* **Текст**
Понятие модернизма нельзя путать с понятием модерна: это особый стиль в искусстве рубежа веков (его синонимы — югендстиль, сецессион, ар-нуво). Модерну было суждено стать своего рода лицом эпохи, он захватил не только живопись, скульптуру и архитектуру, но и прикладные искусства, повседневные формы быта: в стиле модерн расписывали стены домов, ткани, конструировали мебель и посуду, создавали модели одежды, причёски. Приверженцы этого стиля верили в приоритет естественных, органических жизненных сил перед мертвящим техницизмом, рациональностью современного мира. Один из графических символов этого стиля — кадка с цветущей яблоней, чьи корни ломают обручи, стягивающие кадку. В какой-то мере стиль модерн оказал влияние и на литературу: культ «естественного», «стихийного», «меняющегося» сказывается в излюбленных мотивах поэзии «старших» символистов.
Фредерик Базиль. Портрет Поля Верлена. 1867 год{120}
Буквальное значение французского слова décadence — «упадок». Во французской критике оно превратилось в термин после 1883 года, когда французский символист Поль Верлен опубликовал быстро ставший знаменитым сонет «Langueur» (в переводе Валерия Брюсова — «Истома», в переводе Иннокентия Анненского — «Томление»): в нём он сравнивал себя с Римской империей времён упадка. В 1886-м другой французский писатель, Анатоль Бажу, стал выпускать газету «Декадент» — и с этих пор слово стало литературным термином, причём с несколькими значениями. Во-первых, критики часто называли декадентами представителей всех нереалистических школ ХХ века, будь то символисты, акмеисты или футуристы (как правило, с оттенком осуждения). Во-вторых, декадентами могли называть всех символистов, независимо от поколения. В-третьих, так называли только старших символистов, противопоставляя их младшим, или только поэтов-предсимволистов, о которых шла речь в предыдущей лекции (Константин Фофанов, Мирра Лохвицкая). Наконец, термин «декадентство» может обозначать определённое умонастроение, которое в той или иной мере встречается у писателей разных литературных течений. Речь идёт об усталости от жизни, обречённости, отвращении к уродливому пошлому миру. Противопоставить ему можно только культ Красоты и сложное, утончённое собственное «я». Очень важно, что сама Красота понимается декадентами нетрадиционно: можно найти наслаждение не только в искусстве, природе или любви, но и в боли, страдании, смерти.

* **Исходные данные**
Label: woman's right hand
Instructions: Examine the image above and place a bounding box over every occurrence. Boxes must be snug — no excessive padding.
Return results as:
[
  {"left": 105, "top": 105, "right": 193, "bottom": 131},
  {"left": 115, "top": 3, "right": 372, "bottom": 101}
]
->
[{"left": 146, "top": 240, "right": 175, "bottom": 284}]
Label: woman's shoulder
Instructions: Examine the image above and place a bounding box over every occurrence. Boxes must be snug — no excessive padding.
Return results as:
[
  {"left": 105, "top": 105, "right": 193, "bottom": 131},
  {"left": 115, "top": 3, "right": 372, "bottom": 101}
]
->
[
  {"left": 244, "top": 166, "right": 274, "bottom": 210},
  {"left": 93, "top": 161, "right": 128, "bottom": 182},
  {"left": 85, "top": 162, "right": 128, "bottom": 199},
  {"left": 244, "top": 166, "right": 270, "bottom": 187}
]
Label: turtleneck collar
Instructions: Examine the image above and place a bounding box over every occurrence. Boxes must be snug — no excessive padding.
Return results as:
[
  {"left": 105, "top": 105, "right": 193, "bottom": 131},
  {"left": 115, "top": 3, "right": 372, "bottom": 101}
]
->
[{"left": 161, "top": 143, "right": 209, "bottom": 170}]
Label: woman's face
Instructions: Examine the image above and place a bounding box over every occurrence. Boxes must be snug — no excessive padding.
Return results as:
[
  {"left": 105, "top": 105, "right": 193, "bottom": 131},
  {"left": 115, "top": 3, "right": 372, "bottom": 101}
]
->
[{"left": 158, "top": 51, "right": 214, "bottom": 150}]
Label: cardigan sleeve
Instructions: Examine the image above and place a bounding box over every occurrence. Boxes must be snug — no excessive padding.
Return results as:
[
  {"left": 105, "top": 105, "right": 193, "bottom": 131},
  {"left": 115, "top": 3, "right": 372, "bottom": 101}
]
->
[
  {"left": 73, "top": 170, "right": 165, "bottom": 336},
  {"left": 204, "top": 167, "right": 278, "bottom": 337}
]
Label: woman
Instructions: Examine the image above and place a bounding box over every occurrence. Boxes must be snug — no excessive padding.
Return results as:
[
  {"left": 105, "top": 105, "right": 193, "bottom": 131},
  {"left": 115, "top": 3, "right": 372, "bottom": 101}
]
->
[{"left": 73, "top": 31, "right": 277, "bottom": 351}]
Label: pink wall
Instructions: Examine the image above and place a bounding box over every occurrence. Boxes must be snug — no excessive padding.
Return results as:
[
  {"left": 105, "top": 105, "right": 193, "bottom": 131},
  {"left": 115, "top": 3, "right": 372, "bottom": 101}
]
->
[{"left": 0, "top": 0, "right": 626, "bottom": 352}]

---

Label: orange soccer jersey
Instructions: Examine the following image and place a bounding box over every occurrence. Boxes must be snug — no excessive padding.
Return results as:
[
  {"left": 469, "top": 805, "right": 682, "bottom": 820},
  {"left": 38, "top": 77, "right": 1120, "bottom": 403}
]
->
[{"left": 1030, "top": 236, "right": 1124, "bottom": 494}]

* **Задания**
**a)** Верните все строки записей, содержащие слово «woman», с учётом регистра букв.
**b)** Продолжите текст о модерне и декадентстве после его последнего предложения.
Записи никак не связаны с текстом.

* **Результаты упражнений**
**a)**
Label: woman's right hand
Label: woman's shoulder
Label: woman's face
Label: woman

**b)**
Понятие авангарда тоже связано с разными литературными школами в России и на Западе. Все они объединены стремлением к радикальному обновлению искусства (и, более того, традиционного жизненного уклада, социального строя, этических представлений). В искусстве это приводит к формальным экспериментам в области стиля, художественного языка, обращению к нетрадиционной тематике. В русской литературе начала ХХ века авангардизм был более всего присущ футуристической школе, но дань ему отдали и символисты, и «поэты вне направлений».
Итак, в течение тридцати лет в русской литературе возникали новые школы, появлялись и исчезали журналы, кружки, издательства. То, что в 1890-е годы в России началась новая литературная и — шире — культурная эпоха, сразу почувствовали современники. Вот ещё одно свидетельство Семёна Венгерова: «Мы пережили полосу всё более и более нараставшего чувства чрезвычайности. Со средины 1890-х годов все определённо сознавали, что начинается нечто совсем новое, небывалое в русской жизни. То, что сейчас представляется уже нам легендарным — настроение 1905 года, — было только эффектным завершением целой полосы необычайности надежд и упований. Все жили в сплошном угаре, самое невероятное казалось вероятным, фантастика захватила всех».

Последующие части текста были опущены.